DOCUMENT SEGMENT
☆ ☆ ☆

Thursday, June 21, 2012

Next Week in Tickets: Films playing Boston 22 June 2012 - 28 June 2012

It's always at least a little sad to hear about a theater that's been around a while reaching the end of the line, which is the case with the Harvard Square Cinema, a 5-plex that AMC has announced will close in July. It's not particularly surprising - compared to other venues, it wasn't very good for the price and wound up ceding its boutique niche to Kendall Square as it moved to more mainstream fare once exclusive bookings went the way of the dodo. Used to be, the same thing would never open at both Harvard Square and Fresh Pond, and that was before the two FEI plexes went first-run - and now, why would you choose this spot over the cheaper, cleaner, and altogether nicer Somerville Theatre two T stops away?

Now it's just the place where The Rocky Horror Picture Show plays every Saturday at midnight and where Matt Damon and the Afflecks once worked. If I were a betting man, I'd guess that the live cast for Rocky Horror sets up shop somewhere else (the Coolidge would be my guess) by the time the college students come back.

So, while the closing of any cinema is sad, these days Harvard Square seldom represents something you can't see elsewhere or the best screen on which a movie is playing. The main auditorium is nice, but the other four are where I learned how to recognize how a single screen has been cut into several smaller ones. But, until it closes, they're getting new movies, so let's see what they'll be going out with.

☆ ☆ ☆

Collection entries
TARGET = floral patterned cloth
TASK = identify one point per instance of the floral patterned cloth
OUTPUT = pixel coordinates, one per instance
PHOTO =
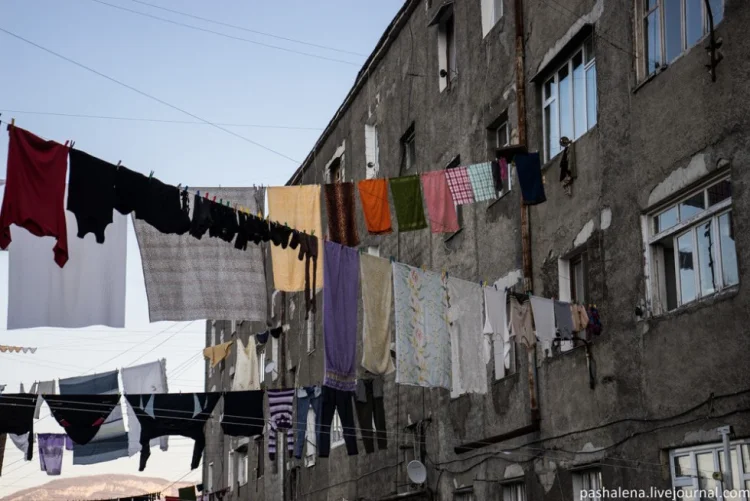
(423, 342)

☆ ☆ ☆

EXERCISE TASK
Please revise the Harvard Square Cinema post between "Next Week in" and "T stops away?", inclusive, swapping "5-plex" for "five-screen theater", and give that stretch back in full. None of these entries matter for the work.

EXERCISE OUTPUT
Next Week in Tickets: Films playing Boston 22 June 2012 - 28 June 2012

It's always at least a little sad to hear about a theater that's been around a while reaching the end of the line, which is the case with the Harvard Square Cinema, a five-screen theater that AMC has announced will close in July. It's not particularly surprising - compared to other venues, it wasn't very good for the price and wound up ceding its boutique niche to Kendall Square as it moved to more mainstream fare once exclusive bookings went the way of the dodo. Used to be, the same thing would never open at both Harvard Square and Fresh Pond, and that was before the two FEI plexes went first-run - and now, why would you choose this spot over the cheaper, cleaner, and altogether nicer Somerville Theatre two T stops away?